■ WORK TO COMPLETE ■
Reproduce the entire listing below, line for line, without altering a single character.

■ DATA SUPPLIED ■
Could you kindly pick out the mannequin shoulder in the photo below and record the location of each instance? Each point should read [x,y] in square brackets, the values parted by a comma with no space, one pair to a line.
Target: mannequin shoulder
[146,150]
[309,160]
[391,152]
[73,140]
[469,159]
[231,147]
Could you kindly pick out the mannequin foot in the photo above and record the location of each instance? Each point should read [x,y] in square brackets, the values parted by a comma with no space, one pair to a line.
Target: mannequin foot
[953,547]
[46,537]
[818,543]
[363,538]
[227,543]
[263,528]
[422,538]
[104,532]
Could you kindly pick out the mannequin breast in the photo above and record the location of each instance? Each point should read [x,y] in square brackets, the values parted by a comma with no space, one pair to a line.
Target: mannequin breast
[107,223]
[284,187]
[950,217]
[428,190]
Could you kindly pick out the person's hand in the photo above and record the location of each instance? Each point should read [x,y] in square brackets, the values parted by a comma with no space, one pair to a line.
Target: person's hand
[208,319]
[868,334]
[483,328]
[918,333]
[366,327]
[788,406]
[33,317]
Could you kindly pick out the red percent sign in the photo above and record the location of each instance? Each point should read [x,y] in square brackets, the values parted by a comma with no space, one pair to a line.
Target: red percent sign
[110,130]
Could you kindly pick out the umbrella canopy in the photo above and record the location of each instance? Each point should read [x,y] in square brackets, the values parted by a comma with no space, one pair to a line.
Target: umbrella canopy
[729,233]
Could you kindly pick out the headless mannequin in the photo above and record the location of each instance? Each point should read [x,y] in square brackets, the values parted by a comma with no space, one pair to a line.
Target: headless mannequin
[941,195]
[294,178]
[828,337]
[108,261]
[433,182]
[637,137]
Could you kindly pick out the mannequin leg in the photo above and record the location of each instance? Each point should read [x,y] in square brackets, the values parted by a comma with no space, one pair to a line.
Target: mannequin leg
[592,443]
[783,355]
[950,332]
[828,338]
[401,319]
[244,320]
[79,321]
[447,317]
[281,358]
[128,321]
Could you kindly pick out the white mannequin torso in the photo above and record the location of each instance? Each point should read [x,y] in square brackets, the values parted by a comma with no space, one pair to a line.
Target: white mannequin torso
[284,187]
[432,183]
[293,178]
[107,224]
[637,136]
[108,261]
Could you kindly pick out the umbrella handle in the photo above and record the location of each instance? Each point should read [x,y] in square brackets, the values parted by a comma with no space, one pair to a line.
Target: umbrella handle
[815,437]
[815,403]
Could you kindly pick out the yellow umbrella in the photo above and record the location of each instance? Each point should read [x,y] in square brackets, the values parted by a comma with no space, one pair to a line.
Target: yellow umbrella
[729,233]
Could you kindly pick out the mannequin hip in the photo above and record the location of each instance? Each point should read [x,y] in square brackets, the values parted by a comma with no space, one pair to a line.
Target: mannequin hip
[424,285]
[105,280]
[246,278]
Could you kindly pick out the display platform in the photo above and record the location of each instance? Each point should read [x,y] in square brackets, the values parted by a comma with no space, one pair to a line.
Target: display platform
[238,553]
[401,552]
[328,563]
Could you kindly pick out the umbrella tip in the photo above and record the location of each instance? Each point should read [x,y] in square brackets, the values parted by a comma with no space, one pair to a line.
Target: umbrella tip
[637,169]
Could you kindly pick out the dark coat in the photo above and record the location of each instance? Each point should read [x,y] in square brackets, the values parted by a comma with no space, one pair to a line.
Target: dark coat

■ TASK RESPONSE ■
Could you kindly pick out the mannequin shoulder in the photo below and record the location of each instance? Each point should read [x,y] in square brackets, the values parted by a comma with no space, one pair to a line.
Target: mannequin shoulder
[146,150]
[309,160]
[391,152]
[73,140]
[469,159]
[231,147]
Could you kindly pick out the mannequin foot in the photo above and record the location of each instance? Each point should read [x,y] in square brackets, the values parted by a comma with no space, one pair to a line.
Target: mannequin foot
[953,547]
[46,537]
[818,543]
[363,538]
[227,543]
[263,528]
[422,538]
[104,532]
Could you kindly pick out the mannequin breast in the photo above and record the location of each instance? Each point should read [x,y] in square brackets, the values parted by a comma with no space, one pair to a line.
Target: mannequin breast
[107,223]
[284,187]
[950,217]
[428,190]
Could you kindly pick out the person's hand in the photo above and record the location of each instance? Each point should read [x,y] in square brackets, the values parted by a comma with no space, one pair to a line.
Target: person's hand
[208,319]
[868,334]
[483,328]
[918,333]
[366,327]
[788,406]
[33,317]
Could you kindly pick out the red percent sign in the photo above and record the location of each instance? Each point should read [x,y] in square brackets, the values parted by a comma with no space, one pair to a line.
Target: red percent sign
[110,130]
Could you kindly pick out the umbrella canopy in the photo above and record the location of each instance? Each point should read [x,y] in square brackets, the values parted by a comma with no space, one pair to a line.
Target: umbrella canopy
[729,233]
Could you kindly pick out the headless mannequin in the photo above and record the location of each instance? Each point should read [x,y] in square brackets, the values parted by a comma with no space, one pair to a line.
Target: headless mannequin
[941,195]
[294,178]
[828,337]
[108,261]
[433,182]
[637,137]
Could you kindly pick out the mannequin leg in the photo above and record the location of each instance? Each point should read [x,y] in square brackets, the values parted by a comma with no space, one pair to a line.
Target: mannequin leg
[592,443]
[783,355]
[950,332]
[828,338]
[401,319]
[244,320]
[79,321]
[447,317]
[281,358]
[128,321]
Could you kindly pick out the white mannequin torso in the photo above and record the location of each instance? Each point should read [x,y] in square brackets, the values parted by a comma with no space, one pair to a line.
Target: white mannequin torso
[284,187]
[432,183]
[293,178]
[107,224]
[637,136]
[108,261]
Could you kindly pick out the umbrella handle in the photo above and record the location of each instance? Each point should read [x,y] in square brackets, the values parted by a comma with no space, one pair to a line.
Target: umbrella handle
[815,437]
[815,403]
Could you kindly pick out the yellow umbrella in the photo above and record the location of each instance? Each point should read [x,y] in square brackets, the values parted by a comma with no space, one pair to a line.
Target: yellow umbrella
[729,233]
Could you kindly pick out the mannequin hip in the photo above and record the location of each instance? Each point should read [x,y] in square brackets, the values parted by a comma with no space, one pair to a line.
Target: mannequin hip
[424,285]
[105,280]
[246,278]
Could you kindly pick out the display platform in the photo above and record the location of each instance? Each point should read [x,y] in square brackets, the values parted by a comma with no space, one pair to a line.
Target: display platform
[238,553]
[401,552]
[328,563]
Could you kindly pick out the umbrella tip in the photo above and record the location of each instance? Each point should read [x,y] in square brackets, the values parted by a comma with no space, one pair to a line.
Target: umbrella tip
[637,169]
Could you kindly pick out the dark coat in the photo above and record the location of each instance? Each point should read [x,y] in square brackets, the values parted by a comma with no space, one pair to a line.
Target: dark coat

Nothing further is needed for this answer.